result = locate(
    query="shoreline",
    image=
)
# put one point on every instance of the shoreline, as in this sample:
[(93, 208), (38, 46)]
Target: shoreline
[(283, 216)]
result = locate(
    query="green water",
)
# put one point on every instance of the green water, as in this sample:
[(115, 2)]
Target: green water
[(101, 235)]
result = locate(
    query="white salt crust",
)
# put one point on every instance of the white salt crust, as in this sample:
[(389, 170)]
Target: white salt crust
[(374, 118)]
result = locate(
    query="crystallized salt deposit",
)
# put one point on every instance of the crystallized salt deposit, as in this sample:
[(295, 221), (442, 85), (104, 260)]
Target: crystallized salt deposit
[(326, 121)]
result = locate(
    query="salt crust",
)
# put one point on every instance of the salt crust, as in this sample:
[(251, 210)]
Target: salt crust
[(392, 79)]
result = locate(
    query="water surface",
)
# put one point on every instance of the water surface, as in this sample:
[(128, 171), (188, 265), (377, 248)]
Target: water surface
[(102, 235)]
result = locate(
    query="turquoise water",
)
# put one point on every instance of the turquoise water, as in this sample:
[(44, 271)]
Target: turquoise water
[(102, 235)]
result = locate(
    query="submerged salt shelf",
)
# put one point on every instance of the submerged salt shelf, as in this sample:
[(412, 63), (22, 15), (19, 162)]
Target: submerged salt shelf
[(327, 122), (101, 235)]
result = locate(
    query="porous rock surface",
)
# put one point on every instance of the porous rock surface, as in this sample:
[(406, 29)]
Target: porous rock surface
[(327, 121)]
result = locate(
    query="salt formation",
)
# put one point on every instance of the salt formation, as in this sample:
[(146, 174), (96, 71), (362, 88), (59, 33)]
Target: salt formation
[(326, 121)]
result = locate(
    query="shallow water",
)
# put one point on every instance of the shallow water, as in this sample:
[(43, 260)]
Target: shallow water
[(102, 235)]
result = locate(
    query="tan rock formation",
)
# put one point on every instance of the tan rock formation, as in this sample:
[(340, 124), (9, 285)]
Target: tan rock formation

- - - -

## [Work to be completed]
The complete listing is to be repeated exactly.

## [Reply]
result = locate(
    query="shoreline",
    image=
)
# put one point on every instance of the shoreline, as in this sample:
[(93, 208), (38, 46)]
Target: shoreline
[(283, 216)]
result = locate(
    query="green water",
)
# put one point on every instance of the green water, as in this sample:
[(115, 2)]
Target: green water
[(101, 235)]
result = locate(
    query="white salt crust",
)
# put one point on every instance of the white salt crust, as in this sample:
[(389, 170)]
Target: white salt crust
[(374, 118)]
result = locate(
    query="crystallized salt deposit",
)
# put one point on every instance of the crystallized salt deposit, as in this sample:
[(295, 221), (442, 85), (104, 260)]
Target: crystallized salt deposit
[(326, 121)]
result = locate(
    query="salt crust",
)
# put one point on every instance of the salt crust, as in this sample:
[(251, 210)]
Target: salt crust
[(392, 79)]
result = locate(
    query="water surface",
)
# put one point on every instance of the water surface, as in this sample:
[(128, 171), (188, 265), (377, 248)]
Target: water surface
[(102, 235)]
result = locate(
    query="turquoise water",
)
# put one point on every instance of the turquoise water, as in this sample:
[(44, 271)]
Target: turquoise water
[(102, 235)]
result = locate(
    query="submerged salt shelf",
)
# put one point on every instance of the submerged salt shelf, as in this sample:
[(412, 63), (22, 15), (19, 162)]
Target: submerged salt shelf
[(327, 122), (101, 235)]
result = locate(
    query="porous rock surface",
)
# put one point on every instance of the porous rock surface, as in this sample:
[(406, 29)]
Target: porous rock surface
[(327, 121)]
result = locate(
    query="salt formation",
)
# put one point on every instance of the salt formation, as in this sample:
[(146, 174), (96, 71), (362, 88), (59, 33)]
Target: salt formation
[(326, 121)]
result = locate(
    query="shallow water",
)
# put one point on every instance of the shallow water, as in this sample:
[(43, 260)]
Target: shallow water
[(102, 235)]
result = locate(
    query="tan rock formation",
)
# put one point on every instance of the tan rock formation, as in this sample:
[(340, 124), (9, 285)]
Target: tan rock formation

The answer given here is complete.